** START OF QUOTED PASSAGE **

I have tried to avoid coming down on one side or another over this one, partly because the information is still coming in, there were two significant factors that cropped up on Friday, these are just examples.
One was the planning application to build the new development appeared on the council’s planning website, distinct from the application that I posted about on Wednesday that was to demolish the slipways.
The main difference being that there is a flood risk assessment published with this application.
At the moment I can’t say much about this as I don’t understand aspects of the assessment, which seems to be supporting my hypothesis that part of the development that is indoors and supposed to be used by people, will be under water at high tide.
The other was a question from one of the council officers, who is trying to work out the pros and cons of these applications, about the Roman harbour underneath where the new development would be built.
Both if these things need considerable research on my part, hence not much time for blogging.
One thing that I have realised since I started to think about this development is that the harbour is much more boring than it used to be. Without my really noticing that much it has moved a considerable distance, from being a place where interesting vessels appeared often and interesting work always seemed to be happening to vessels there, to a static parking area for boats that have literally come out of a limited number of moulds.
I would say that we are in danger of turning Ramsgate’s main tourist attraction, the harbour, into something like a static boat park.
Another thing that I have been involved in over the last few weeks is trying to get the council to sort out how they promote leisure events on their website.
The problem here is that they have set themselves up as a publicly funded web resource to promote local events, so that their websites have become the main place on the internet where people look to find out what’s on here.
This means that people assume that if an event isn’t on the council’s websites then the event just isn’t happening. To expand on this, if say they promote Margate Carnival on the council’s main website homepage but don’t promote Ramsgate Carnival there too, then most people from out of the area who look on the web, would assume that there is no Ramsgate Carnival.

** END OF QUOTED PASSAGE **
** START OF MATERIAL PROVIDED **

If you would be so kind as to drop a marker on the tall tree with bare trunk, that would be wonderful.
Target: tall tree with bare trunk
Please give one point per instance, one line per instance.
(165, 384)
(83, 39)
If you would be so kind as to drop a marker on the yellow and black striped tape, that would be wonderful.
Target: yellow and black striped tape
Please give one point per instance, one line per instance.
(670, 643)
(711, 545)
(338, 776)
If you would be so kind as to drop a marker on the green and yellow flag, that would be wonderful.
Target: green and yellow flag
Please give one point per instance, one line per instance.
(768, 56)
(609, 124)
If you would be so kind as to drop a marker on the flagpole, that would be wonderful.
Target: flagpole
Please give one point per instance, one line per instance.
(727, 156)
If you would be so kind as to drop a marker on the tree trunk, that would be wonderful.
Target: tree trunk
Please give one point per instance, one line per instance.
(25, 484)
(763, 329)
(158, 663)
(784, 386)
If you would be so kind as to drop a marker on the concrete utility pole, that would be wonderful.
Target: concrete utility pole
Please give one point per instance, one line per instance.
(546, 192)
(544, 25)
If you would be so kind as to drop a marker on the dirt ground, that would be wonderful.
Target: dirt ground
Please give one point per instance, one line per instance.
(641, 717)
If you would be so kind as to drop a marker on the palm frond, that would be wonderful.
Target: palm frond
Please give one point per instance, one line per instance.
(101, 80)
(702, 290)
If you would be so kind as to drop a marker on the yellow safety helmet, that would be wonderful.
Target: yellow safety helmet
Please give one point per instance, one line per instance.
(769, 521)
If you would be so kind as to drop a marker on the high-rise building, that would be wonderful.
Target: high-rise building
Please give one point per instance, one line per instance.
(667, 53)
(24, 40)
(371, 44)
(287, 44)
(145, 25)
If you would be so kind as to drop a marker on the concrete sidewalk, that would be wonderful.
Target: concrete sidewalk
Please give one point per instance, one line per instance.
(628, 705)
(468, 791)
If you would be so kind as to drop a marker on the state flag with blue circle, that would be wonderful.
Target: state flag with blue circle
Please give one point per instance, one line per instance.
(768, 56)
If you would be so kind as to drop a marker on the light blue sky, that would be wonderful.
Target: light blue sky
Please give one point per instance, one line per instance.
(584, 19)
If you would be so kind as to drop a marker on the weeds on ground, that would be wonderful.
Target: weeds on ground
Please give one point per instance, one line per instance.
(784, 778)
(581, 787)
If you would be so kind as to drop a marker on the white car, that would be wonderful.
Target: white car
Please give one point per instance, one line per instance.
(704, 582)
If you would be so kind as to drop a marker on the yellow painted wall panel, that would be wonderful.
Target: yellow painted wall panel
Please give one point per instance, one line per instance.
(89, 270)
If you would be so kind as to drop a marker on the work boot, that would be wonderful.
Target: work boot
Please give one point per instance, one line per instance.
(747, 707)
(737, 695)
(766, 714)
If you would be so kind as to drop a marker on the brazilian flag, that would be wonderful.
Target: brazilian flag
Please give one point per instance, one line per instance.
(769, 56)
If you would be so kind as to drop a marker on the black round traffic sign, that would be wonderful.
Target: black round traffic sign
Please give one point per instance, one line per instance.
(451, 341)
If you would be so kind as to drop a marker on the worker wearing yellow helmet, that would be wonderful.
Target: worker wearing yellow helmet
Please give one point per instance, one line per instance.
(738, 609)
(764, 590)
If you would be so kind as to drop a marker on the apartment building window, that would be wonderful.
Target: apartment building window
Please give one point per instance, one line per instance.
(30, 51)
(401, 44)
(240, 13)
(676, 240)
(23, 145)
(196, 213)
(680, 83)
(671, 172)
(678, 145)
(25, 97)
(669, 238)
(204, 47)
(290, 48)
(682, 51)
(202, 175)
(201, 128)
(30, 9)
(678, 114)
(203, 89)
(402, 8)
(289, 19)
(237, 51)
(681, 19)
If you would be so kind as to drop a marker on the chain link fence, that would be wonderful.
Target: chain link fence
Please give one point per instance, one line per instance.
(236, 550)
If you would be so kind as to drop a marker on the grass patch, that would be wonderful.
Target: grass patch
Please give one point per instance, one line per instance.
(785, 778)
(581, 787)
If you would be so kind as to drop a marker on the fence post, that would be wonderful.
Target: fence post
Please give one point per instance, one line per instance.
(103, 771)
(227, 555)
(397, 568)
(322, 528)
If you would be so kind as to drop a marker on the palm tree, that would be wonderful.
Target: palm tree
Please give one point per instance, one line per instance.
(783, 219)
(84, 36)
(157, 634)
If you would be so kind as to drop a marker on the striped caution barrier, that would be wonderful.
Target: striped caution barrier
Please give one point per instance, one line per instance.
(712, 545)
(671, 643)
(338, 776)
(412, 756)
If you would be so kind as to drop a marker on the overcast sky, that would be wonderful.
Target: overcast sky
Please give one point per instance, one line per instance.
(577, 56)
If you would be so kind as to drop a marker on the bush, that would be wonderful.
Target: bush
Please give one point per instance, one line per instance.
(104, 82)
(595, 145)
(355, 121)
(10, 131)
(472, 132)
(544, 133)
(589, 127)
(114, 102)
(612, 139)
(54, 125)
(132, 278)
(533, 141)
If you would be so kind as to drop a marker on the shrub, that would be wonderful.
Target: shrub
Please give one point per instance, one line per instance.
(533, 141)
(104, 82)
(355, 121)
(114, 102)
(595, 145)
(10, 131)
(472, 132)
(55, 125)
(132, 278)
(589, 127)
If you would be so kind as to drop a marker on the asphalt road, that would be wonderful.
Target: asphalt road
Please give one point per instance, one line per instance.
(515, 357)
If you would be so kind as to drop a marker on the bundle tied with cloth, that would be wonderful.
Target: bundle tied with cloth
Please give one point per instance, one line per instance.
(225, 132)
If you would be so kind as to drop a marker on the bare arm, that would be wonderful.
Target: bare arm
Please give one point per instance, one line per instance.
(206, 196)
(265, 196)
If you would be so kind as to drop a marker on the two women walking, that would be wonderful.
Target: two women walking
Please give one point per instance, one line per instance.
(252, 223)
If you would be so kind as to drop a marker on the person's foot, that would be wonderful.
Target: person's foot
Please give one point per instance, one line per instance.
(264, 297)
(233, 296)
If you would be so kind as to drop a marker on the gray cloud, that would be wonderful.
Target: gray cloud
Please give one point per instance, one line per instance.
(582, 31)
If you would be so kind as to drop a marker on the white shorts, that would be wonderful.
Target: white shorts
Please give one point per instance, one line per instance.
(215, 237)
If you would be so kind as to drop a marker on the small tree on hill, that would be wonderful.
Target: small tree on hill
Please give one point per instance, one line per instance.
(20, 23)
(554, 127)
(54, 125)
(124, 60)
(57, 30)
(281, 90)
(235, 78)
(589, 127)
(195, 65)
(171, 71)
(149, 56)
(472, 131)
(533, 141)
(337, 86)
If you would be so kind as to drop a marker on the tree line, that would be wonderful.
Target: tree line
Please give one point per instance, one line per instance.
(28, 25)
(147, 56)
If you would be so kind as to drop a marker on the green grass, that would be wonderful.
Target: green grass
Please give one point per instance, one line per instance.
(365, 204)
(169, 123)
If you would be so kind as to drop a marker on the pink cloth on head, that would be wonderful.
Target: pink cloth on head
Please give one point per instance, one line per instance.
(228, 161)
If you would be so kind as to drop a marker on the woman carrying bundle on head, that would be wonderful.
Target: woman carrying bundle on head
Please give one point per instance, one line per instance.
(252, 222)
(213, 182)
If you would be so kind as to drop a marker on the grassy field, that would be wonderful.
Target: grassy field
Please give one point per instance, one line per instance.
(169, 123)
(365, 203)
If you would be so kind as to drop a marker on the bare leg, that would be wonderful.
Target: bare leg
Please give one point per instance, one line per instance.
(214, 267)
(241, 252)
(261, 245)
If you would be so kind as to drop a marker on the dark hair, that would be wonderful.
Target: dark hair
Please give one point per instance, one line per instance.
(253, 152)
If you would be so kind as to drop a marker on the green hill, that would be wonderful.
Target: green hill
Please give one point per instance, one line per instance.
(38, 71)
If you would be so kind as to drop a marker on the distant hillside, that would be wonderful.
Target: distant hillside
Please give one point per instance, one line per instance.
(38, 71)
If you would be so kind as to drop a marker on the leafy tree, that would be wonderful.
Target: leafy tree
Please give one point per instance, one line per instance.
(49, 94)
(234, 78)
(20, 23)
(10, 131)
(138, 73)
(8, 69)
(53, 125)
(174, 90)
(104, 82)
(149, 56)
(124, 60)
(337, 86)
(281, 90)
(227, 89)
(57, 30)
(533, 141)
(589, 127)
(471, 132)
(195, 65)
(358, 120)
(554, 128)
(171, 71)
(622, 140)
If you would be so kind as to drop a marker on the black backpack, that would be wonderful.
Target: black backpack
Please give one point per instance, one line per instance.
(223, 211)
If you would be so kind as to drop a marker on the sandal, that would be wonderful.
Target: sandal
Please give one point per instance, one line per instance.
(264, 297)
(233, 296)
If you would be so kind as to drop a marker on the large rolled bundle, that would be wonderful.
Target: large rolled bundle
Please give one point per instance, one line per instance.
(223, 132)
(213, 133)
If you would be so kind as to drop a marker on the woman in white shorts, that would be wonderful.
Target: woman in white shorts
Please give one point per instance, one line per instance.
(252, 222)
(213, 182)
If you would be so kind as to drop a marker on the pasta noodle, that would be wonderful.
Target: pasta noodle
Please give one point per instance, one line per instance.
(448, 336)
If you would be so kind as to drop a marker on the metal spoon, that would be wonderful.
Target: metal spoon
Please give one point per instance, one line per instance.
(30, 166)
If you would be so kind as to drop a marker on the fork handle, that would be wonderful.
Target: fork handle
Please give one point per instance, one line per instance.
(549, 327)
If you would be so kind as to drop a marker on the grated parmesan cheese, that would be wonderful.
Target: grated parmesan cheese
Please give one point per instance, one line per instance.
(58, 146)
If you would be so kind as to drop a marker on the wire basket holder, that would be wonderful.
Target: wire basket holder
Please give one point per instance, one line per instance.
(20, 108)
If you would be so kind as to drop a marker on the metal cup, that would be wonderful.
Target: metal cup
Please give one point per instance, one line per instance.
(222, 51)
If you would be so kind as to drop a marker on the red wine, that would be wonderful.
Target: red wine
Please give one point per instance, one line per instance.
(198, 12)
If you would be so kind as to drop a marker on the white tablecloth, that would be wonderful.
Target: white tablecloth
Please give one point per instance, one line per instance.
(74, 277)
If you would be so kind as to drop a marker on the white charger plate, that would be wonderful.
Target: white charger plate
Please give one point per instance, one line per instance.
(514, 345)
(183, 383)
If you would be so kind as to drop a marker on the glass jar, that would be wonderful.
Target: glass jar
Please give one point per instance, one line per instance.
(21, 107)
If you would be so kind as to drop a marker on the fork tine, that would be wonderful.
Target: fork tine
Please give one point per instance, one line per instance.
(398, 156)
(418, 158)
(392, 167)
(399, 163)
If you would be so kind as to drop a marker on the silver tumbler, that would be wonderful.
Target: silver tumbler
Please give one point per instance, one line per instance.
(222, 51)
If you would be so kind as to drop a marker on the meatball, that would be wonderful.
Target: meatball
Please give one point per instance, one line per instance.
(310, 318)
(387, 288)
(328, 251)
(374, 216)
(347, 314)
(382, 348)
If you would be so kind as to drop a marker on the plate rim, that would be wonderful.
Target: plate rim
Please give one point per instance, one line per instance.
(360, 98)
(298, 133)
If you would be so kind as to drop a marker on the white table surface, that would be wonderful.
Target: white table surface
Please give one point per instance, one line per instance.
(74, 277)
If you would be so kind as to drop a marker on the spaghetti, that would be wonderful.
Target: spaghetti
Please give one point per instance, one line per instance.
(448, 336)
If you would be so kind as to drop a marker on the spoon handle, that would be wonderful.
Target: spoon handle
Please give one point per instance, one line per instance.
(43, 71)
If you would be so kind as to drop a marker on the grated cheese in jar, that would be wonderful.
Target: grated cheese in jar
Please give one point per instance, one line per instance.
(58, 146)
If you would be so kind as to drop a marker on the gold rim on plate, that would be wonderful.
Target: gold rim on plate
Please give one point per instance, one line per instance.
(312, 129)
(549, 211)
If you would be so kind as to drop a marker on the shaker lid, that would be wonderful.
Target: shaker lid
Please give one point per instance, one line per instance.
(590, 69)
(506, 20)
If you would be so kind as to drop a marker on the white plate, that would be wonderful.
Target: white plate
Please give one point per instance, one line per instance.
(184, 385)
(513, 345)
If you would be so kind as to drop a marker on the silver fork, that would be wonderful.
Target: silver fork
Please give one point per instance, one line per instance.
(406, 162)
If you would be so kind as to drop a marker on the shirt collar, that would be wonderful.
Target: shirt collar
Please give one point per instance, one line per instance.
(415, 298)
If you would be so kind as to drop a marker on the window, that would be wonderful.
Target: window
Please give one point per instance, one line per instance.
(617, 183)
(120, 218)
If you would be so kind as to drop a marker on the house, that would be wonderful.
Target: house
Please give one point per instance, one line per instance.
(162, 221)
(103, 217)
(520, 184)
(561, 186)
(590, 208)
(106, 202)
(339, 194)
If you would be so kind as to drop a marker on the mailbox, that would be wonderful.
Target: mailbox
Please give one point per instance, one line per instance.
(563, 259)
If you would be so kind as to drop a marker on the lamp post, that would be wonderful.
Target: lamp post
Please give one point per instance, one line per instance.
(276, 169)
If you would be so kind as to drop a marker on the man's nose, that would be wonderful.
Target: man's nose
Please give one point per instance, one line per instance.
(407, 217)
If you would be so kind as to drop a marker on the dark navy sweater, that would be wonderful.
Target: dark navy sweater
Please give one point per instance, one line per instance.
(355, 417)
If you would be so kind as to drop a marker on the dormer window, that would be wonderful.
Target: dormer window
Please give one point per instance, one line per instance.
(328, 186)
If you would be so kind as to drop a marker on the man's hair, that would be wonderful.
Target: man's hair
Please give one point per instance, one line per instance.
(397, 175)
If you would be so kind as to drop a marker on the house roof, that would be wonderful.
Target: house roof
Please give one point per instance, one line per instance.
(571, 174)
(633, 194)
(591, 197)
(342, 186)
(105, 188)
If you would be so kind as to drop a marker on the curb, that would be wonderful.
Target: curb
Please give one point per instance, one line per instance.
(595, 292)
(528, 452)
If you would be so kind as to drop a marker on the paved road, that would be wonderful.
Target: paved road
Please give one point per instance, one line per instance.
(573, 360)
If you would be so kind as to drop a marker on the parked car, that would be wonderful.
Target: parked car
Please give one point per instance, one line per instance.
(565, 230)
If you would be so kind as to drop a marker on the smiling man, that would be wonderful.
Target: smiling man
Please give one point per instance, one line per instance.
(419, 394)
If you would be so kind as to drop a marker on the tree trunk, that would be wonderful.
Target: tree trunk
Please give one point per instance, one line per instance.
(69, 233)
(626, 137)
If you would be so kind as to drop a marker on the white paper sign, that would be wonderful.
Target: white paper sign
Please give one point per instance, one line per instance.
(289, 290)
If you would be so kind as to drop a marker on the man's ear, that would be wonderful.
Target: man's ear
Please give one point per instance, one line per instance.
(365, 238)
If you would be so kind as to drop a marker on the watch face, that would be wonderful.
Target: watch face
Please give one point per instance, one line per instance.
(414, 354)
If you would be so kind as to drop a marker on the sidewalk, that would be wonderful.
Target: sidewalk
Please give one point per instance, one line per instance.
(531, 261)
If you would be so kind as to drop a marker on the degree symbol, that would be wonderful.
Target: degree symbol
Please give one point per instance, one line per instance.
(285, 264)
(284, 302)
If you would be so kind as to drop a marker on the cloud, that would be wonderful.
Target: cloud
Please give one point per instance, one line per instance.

** END OF MATERIAL PROVIDED **

### TASK REQUIREMENTS
Continue the blog post on the Ramsgate harbour development and the council's event promotion, picking up after its final sentence.

### TASK RESPONSE
This seems to be a difficult concept for the councillors, council officers and some bloggers to grasp, frustratingly it makes me feel that I am either in some high country of the mind that they just can’t get to, or I am just insane.
Now for a quick look at the other local blogs:
Eastcliff Richard seems to have vanished at the moment, but then he does that sometimes, so no news there.
Simon Moores on Thanet Life, seems to have come back to life. After hardly posting at all for some months, he has suddenly started posting nearly every day. I have been too busy to comment there this week, it used to be very easy but now is just a pain. I can understand a councillor needing to set some sort of comment moderation, but word verification as well is just the pits and leaves you wondering if you have commented or not.
One post that interested me there was http://birchington.blogspot.com/2010/09/quick-flick.html where Simon is understandably annoyed that the local press don’t seem to have much in the way of local news.
Simon reckons that he is finding more local news on the other local blogs than he is in the local papers, I have been looking and frankly there isn’t that much, that I can find.
I wonder if this is partly down to the council cabinet, as since I started my local press release blog in May of last year, I have only received one press release from them.
There was a local story on Tony’s Bignews Margate blog last week about the council locking people both in and out of the council offices, Tony is as bad as me at adding links and as there are several posts about this you have to go to his blog http://bignewsmargate.blogspot.com/ and scroll back to last week to read them.
This week apart from having a bit of fun with something I said, everything on Bignews is well big, i.e. based on national news stories, so no local news there this week.
Matt on Thanet Star hasn’t got any news but has put up a post asking if anything has happened in Thanet this week http://thanetstar.com/article/anything-interesting-happen-this-week?utm_source=feedburner&utm_medium=feed&utm_campaign=Feed%3A+ThanetStar+%28The+Thanet+Star%29 so no news there.
Tim Garbutt has posted saying that the plans for the slipways have been provisionally approved see http://lovekentloveramsgate.blogspot.com/2010/09/more-boils-for-ramsgate.html he doesn’t say who by or what the provisions are.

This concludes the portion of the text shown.